• [Exercise] Make an exact copy of every record that follows.

Entries shown below:

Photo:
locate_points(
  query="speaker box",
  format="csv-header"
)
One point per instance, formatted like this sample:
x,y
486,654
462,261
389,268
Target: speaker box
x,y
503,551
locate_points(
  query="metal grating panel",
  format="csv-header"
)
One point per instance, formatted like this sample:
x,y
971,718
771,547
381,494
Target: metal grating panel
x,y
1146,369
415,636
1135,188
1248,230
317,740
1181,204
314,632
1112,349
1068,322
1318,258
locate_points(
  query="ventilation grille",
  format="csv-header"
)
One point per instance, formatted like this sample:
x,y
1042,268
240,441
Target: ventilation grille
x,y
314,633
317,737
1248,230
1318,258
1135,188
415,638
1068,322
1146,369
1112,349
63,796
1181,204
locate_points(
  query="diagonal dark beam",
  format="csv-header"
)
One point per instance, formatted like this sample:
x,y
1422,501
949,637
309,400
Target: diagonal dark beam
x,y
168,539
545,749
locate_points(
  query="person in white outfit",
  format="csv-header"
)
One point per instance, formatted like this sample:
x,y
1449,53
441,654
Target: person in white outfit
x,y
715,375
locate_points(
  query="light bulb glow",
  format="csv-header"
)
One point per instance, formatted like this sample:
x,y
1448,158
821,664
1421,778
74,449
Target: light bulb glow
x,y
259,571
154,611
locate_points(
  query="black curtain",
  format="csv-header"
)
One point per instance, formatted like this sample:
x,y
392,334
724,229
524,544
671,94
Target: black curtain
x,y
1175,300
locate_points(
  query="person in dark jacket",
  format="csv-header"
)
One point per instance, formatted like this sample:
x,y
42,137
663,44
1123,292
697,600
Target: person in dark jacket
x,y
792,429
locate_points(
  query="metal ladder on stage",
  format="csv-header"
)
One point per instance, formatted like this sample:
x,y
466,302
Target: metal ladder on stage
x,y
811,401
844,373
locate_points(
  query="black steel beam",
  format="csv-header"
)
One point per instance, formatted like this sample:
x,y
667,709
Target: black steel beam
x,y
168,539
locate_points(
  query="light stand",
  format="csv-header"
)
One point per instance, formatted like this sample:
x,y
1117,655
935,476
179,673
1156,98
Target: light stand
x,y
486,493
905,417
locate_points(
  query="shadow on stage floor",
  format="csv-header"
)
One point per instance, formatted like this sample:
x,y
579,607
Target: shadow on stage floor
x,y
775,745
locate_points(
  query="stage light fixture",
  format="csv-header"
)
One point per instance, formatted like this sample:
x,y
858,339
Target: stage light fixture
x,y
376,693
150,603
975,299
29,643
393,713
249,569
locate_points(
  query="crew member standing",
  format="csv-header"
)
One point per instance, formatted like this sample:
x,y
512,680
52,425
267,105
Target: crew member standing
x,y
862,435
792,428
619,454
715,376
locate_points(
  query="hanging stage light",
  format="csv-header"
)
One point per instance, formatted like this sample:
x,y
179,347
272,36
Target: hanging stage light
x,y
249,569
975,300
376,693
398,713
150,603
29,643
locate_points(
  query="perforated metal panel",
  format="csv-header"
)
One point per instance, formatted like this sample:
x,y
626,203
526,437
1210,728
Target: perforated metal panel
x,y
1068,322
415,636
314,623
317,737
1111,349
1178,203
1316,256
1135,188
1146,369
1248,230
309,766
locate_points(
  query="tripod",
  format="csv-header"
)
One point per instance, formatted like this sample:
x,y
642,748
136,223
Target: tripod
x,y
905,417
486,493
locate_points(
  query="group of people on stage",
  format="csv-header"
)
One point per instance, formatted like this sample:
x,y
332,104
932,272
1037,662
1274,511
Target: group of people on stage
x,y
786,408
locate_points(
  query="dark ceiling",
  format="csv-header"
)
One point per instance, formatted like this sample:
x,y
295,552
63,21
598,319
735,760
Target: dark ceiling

End of Entries shown.

• [Response for this exercise]
Photo:
locate_points(
  query="speaker box",
  format="csv-header"
)
One point per instance, formatted like this sample:
x,y
486,654
462,261
389,268
Target: speaker box
x,y
503,551
locate_points(
  query="metal grating panel",
  format="csv-header"
)
One point per instance, formatted like this sample:
x,y
971,718
771,547
381,494
Target: metal grating panel
x,y
1146,369
415,636
1135,188
1248,230
317,740
1181,204
314,632
1112,349
1068,322
1318,258
locate_points(
  query="ventilation grille",
  format="csv-header"
)
One point per instance, formatted like this sample:
x,y
1042,268
240,441
Target: ventilation grille
x,y
314,633
317,737
1248,230
1318,258
1135,188
415,638
1068,322
1146,369
1112,349
63,796
1181,204
locate_points(
  query="diagonal dark beam",
  format="csv-header"
)
One point per instance, formatted like this sample:
x,y
1422,501
949,637
309,400
Target: diagonal dark beam
x,y
168,539
545,749
locate_points(
  query="person in white outfit",
  format="csv-header"
)
One point per instance, formatted like this sample:
x,y
1449,53
441,654
Target: person in white outfit
x,y
715,375
locate_points(
  query="light bulb glow",
  format="csv-header"
)
One point per instance, formatted like this sample:
x,y
1448,158
821,664
1421,778
74,449
Target: light bulb glow
x,y
259,571
154,611
locate_points(
  query="black curtain",
  format="csv-header"
)
One point per instance, formatted like this sample:
x,y
392,334
724,229
524,544
671,94
Target: black curtain
x,y
1175,300
locate_points(
  query="person in dark jacket",
  format="csv-header"
)
One point per instance, formatted like this sample:
x,y
42,137
663,44
1123,292
697,600
Target: person in dark jacket
x,y
792,429
locate_points(
  query="metal ladder on stage",
  format="csv-header"
)
One point per instance, formatted like this sample:
x,y
466,302
Target: metal ladder on stage
x,y
811,401
844,373
locate_points(
  query="black steel beam",
  format="csv-header"
)
One point per instance, formatted like this sample:
x,y
667,709
Target: black steel beam
x,y
168,539
locate_points(
  query="light stand",
  format="csv-header"
)
One point per instance, formatted like this sample:
x,y
1117,655
935,476
179,673
1156,98
Target: light stand
x,y
486,493
905,417
locate_points(
  query="shadow on stage floor",
  format="csv-header"
)
One point per instance, formatted like this sample:
x,y
579,607
Target: shadow on stage floor
x,y
775,745
locate_points(
  query="stage light fixture",
  format="csv-header"
)
One point per instance, formatted like this sample:
x,y
858,339
Target: stage light fixture
x,y
376,693
150,603
975,299
29,643
393,713
249,569
locate_points(
  query="crew member standing",
  format="csv-header"
)
One point per instance, formatted like this sample:
x,y
512,680
52,425
267,105
Target: crew member standing
x,y
862,435
792,428
619,454
715,376
locate_points(
  query="hanging stage light",
  format="csv-header"
)
One point per instance, formatted like this sample:
x,y
179,347
272,36
Target: hanging stage light
x,y
249,569
975,300
376,693
398,713
150,603
29,643
locate_points(
  query="perforated metal panel",
  format="csv-header"
)
One point per instance, formatted like this sample:
x,y
626,203
526,437
1210,728
Target: perforated metal panel
x,y
1068,322
415,636
314,623
317,737
1111,349
1178,203
1316,256
1135,188
1146,369
1248,230
309,766
locate_points(
  query="tripod",
  format="csv-header"
)
One point per instance, formatted like this sample:
x,y
642,748
136,223
Target: tripod
x,y
905,417
486,493
locate_points(
  query="group of people on stage",
  format="csv-header"
)
One point per instance, formatted like this sample:
x,y
332,104
932,272
1037,662
1274,511
Target: group of people on stage
x,y
786,408
locate_points(
  query="dark ceiling",
  format="csv-header"
)
One point per instance, formatted like this sample:
x,y
295,552
63,21
598,319
735,760
Target: dark ceiling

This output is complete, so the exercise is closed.